In ihrem Büro im Dortmunder Ver.di-Haus am Königswall, das sich die Betriebsrätin mit einer Kollegin teilt, dudelt ein Kofferradio auf der Fensterbank, daneben bröddelt eine winzige Kaffeemaschine. In Gaby Wittigs Büro, das eigentlich in einer Schlecker-Filiale beherbergt war, hatte es durchs Dach geregnet. Als auch noch die Heizung ausfiel, gewährten die Ver.di-KollegInnen Asyl.
Trotzdem: Wer mit einem wütenden Schimpfschwall gegen den knickerigen Firmengründer gerechnet hatte, ist bei Gaby Wittig an der falschen Adresse. Ihre Kritik kommt wohldosiert. „Klar war man neidisch auf die Mitbewerber und hätte gern mal ein schickeres Regal im Laden gehabt“, sagt sie. „Er hätte in die Läden investieren müssen, anstatt immer neue Verkaufsstellen aufzumachen.“ Und die Sache mit der Zeitarbeitsfirma, „dat war ‘ne Sauerei!“ Sie machten so lange Randale, bis – mit Unterstützung von Arbeitsministerin von der Leyen – die Sauerei wieder von Tisch war. Es ist dem Kampf der Schleckerfrauen zu verdanken, dass im März 2011 das „Gesetz gegen den Missbrauch von Leiharbeit“, kurz: „Lex Schlecker“ verabschiedet wurde.
Aber, und da lässt Wittig nach über drei Jahrzehnten Schlecker nichts auf ihr Unternehmen kommen: „Wir wurden immer tariflich bezahlt und haben Weihnachts- und Urlaubsgeld bekommen.“ Auch als sie im Sommer 2002 den Betriebsrat gründete, weil eine Kollegin von der Bezirksleitung „sehr respektlos“ behandelt wurde, hat man ihr „keine großen Steine in den Weg gelegt“.

» ENTNOMMENES MATERIAL:
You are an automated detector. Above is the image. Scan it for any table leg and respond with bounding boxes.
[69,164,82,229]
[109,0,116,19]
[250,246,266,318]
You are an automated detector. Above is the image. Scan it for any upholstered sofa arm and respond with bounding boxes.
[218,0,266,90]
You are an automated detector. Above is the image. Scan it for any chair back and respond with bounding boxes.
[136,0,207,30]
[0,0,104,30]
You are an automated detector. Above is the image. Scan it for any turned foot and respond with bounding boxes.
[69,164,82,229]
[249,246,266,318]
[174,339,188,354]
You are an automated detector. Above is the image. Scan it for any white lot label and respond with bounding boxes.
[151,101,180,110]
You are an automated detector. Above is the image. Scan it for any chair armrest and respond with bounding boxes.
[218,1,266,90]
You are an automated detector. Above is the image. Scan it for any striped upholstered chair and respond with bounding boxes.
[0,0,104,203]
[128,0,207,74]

--

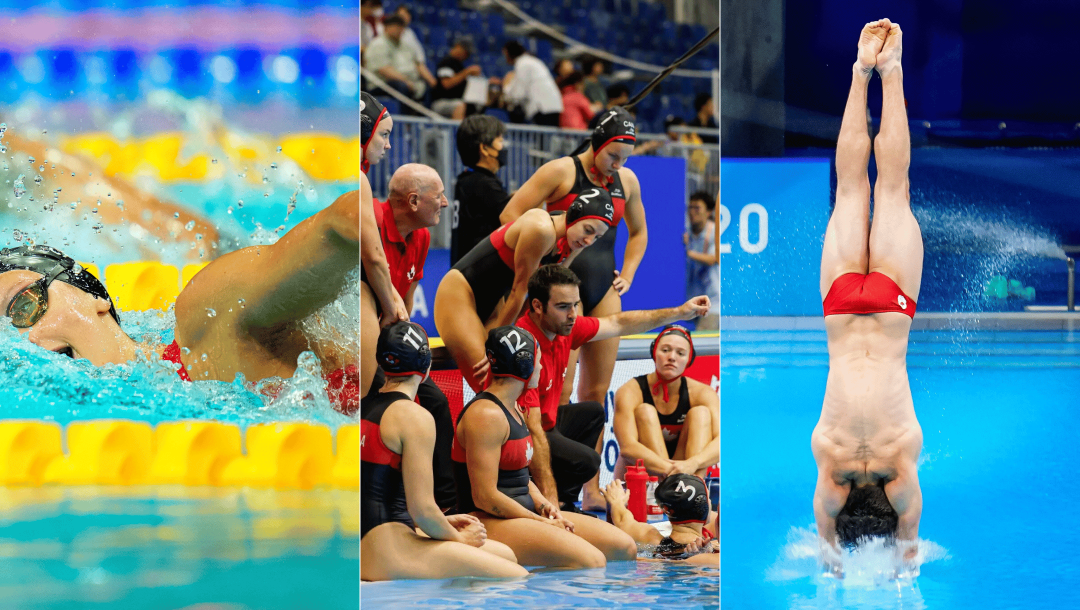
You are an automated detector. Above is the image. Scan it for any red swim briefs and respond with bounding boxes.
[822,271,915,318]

» AUFGABE A: Wann gründete Gaby Wittig laut dem Ausgangstext den Betriebsrat?
» AUFGABE B: Kopiere aus dem Ausgangstext wortgetreu alles von „In ihrem Büro“ bis hinunter zu „die Ver.di-KollegInnen Asyl.“.

» VOLLSTÄNDIGE LÖSUNG A: Im Sommer 2002.

» VOLLSTÄNDIGE LÖSUNG B:
In ihrem Büro im Dortmunder Ver.di-Haus am Königswall, das sich die Betriebsrätin mit einer Kollegin teilt, dudelt ein Kofferradio auf der Fensterbank, daneben bröddelt eine winzige Kaffeemaschine. In Gaby Wittigs Büro, das eigentlich in einer Schlecker-Filiale beherbergt war, hatte es durchs Dach geregnet. Als auch noch die Heizung ausfiel, gewährten die Ver.di-KollegInnen Asyl.